# start of Rows
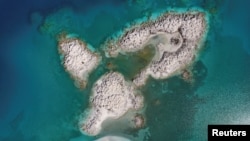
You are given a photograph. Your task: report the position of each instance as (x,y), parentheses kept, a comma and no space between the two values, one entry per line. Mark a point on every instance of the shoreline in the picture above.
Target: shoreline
(78,59)
(112,97)
(184,32)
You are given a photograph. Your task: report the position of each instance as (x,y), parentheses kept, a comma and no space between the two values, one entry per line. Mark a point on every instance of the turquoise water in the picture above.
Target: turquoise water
(39,102)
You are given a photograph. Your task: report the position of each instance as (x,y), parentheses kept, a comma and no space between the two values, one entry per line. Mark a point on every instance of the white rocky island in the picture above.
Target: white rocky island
(78,60)
(176,37)
(112,97)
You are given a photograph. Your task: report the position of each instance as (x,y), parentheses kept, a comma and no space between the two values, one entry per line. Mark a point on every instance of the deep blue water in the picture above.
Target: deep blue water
(39,102)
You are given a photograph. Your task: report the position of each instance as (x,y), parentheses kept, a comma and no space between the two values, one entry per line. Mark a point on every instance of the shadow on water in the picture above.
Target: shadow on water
(172,105)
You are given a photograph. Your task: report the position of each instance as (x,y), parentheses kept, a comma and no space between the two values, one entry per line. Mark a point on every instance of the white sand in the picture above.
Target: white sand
(78,60)
(176,37)
(112,97)
(113,138)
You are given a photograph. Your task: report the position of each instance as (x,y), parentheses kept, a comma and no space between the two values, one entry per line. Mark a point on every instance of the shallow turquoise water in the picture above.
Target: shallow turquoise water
(39,101)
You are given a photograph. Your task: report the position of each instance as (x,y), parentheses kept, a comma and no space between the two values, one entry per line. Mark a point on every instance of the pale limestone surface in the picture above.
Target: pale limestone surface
(78,60)
(176,37)
(111,97)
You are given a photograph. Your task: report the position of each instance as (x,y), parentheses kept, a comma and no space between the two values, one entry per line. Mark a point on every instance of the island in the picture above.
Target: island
(112,97)
(176,36)
(78,59)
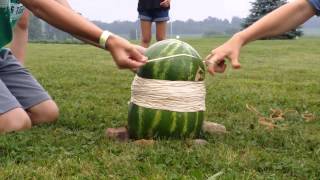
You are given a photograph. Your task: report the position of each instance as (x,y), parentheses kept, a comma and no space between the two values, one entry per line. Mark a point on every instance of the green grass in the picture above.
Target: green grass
(92,95)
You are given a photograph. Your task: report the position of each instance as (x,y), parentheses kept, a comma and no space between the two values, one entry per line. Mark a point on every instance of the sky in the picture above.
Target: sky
(112,10)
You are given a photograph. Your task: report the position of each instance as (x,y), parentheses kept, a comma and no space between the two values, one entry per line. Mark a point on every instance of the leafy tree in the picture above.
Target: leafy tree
(262,7)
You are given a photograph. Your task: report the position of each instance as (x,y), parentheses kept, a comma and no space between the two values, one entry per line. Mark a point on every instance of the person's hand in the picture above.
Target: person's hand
(230,50)
(125,54)
(165,3)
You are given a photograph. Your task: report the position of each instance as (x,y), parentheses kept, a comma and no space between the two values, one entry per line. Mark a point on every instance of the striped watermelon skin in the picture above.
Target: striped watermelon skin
(182,68)
(146,123)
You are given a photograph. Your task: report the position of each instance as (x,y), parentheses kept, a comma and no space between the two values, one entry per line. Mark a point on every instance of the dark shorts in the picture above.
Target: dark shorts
(156,15)
(18,88)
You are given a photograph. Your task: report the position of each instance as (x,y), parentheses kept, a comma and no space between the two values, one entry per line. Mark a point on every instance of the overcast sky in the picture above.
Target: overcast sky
(111,10)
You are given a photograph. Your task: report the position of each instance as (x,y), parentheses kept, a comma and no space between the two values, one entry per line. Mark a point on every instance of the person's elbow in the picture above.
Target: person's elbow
(23,23)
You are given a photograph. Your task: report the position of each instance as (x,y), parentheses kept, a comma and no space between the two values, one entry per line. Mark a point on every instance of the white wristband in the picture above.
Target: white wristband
(103,39)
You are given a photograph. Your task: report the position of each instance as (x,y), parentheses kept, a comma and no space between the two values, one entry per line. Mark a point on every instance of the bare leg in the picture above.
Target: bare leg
(14,120)
(146,33)
(45,112)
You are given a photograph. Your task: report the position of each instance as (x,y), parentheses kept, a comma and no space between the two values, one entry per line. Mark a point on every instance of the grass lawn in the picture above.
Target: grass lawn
(92,95)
# end of Rows
What you should do: Recast all of the entries above as a two-column CSV with the header row instruction,points and one row per entry, holding the entry's text and then its answer. Enclose each field in double quotes, replace line breaks with spaces, and leave out the pictures.

The solution:
instruction,points
"You are given a photograph. Your task: report the position of each instance as (x,y), parentheses kept, a comma and no space between the two values, one entry per line. Mark a point on every instance of the shoreline in the picture above. Target: shoreline","(78,59) (112,97) (184,32)"
"You are given a photograph. Your task: report the position of each instance as (x,y), parentheses kept, a comma and no space between the two values, one entry per line. Mark a point on every instance of the turquoise water in the picture above. Target: turquoise water","(39,102)"
"You are given a photograph. Your task: report the position of each instance as (x,y), parentheses kept, a comma and no space between the two values, one entry per line. Mark a point on every instance of the white rocky island in the picture above. Target: white rocky island","(78,60) (176,37) (112,97)"
"You are given a photograph. Your task: report the position of each instance as (x,y), parentheses kept, a comma and no space between the two values, one entry per line. Mark a point on every instance of the deep blue water in the picture above. Target: deep blue water","(39,102)"
"You are given a photograph. Your task: report the position of each instance as (x,y), parentheses kept, a comma and no space between the two values, one entry per line. Mark a point on every instance of the shadow on water in the picture above. Target: shadow on water","(172,105)"
"You are given a photograph. Your task: report the position of each instance as (x,y), parentheses kept, a comma and no space between the two values, one entry per line. Mark a point on every instance of the white sand in the picture above. Target: white sand","(78,60) (176,37) (112,97) (113,138)"
"You are given a photograph. Your task: report the position of each instance as (x,y), parentheses kept, a comma and no space between the two values, one entry per line. Mark a point on every instance of the shallow turquoise water in the picture above. Target: shallow turquoise water","(39,101)"
"You are given a photograph. Your task: report the position of each instance as (x,y), parentheses kept, a comma and no space between the two values, one entry per line. Mark a point on every instance of the pale limestone surface in the picture above. Target: pale limestone surface","(78,60) (176,37) (111,97)"
"You are given a photograph. Your task: report the position of each instance as (x,y), parentheses kept, a comma and no space between the two values, one entry per line. Mark a point on every instance of the island in the picture above. Target: island","(112,97) (176,36) (78,59)"
"You are given a photograph. Your task: report the position of each instance as (x,y), parentheses kept, a comma and no space between the two values, one entry per line. Mark a point on every instance of the green grass in the picture above. Target: green grass","(92,95)"
"You are given a photograph. Your task: report the position of each instance as (x,y), parentheses kept, a comma and no space between the two values, one entry per line. Mark a point on every instance of the sky in the picture above. Target: sky","(112,10)"
"You are given a photograph. Your task: report the position of each instance as (x,y), parentheses kept, a comma and no space between the two values, one entry per line. Mark a point on every instance of the leafy tree in the picture above. Target: leafy tree","(262,7)"
"You are given a photograph. Your task: report the position of each instance as (x,y), parentheses kept, a comma and no space between the two values, one entry per line. Mark a point on every instance of the person's hand in the picture above. Target: person's hand","(230,50) (125,54) (165,3)"
"You are given a photograph. Your task: report the position of each instance as (x,y), parentheses kept, a comma and no space between the two values, one entry per line. Mark a point on every instance of the striped watermelon skin in the picture above. Target: striped watermelon skin","(182,68) (146,123)"
"You are given a photograph. Your task: report the position of each instance as (x,y), parentheses kept, a comma and no space between the two values, one entry per line. Mark a point on every instance of the dark shorts in the picture above. Target: dark shorts","(156,15) (18,88)"
"You are given a photograph. Your task: report the position of each instance as (x,y), parentheses kept, a comma and no space between the two values, one entry per line. Mark a point on every instance of the overcast sky in the picture above. Target: overcast sky","(111,10)"
"You are given a photograph. Your task: report the position of each instance as (x,y), parentheses kept, a comma and no space between the two values, one entry per line. Mark a point on every instance of the person's elbow in the picture above. Target: person's elbow","(23,23)"
"You are given a photograph. Your task: report the position of each instance as (x,y), parentheses kept, a comma and no space between the two values, one entry per line. Mark a point on every instance of the white wristband in the picture above. Target: white wristband","(103,39)"
"You are given a photograph. Your task: report the position of each instance as (x,y), parentheses kept, a comma and no space between the two values, one entry per line. Mark a point on every instance of the bare leg in the picture above. Target: bare leg","(14,120) (146,33) (45,112)"
"You are given a photograph. Your task: report the position of each instance as (x,y), parentheses kept, a comma and no space between the two values, one entry per line. Mark a point on every instance of the grass lawn in the picture above. Target: grass lawn","(92,95)"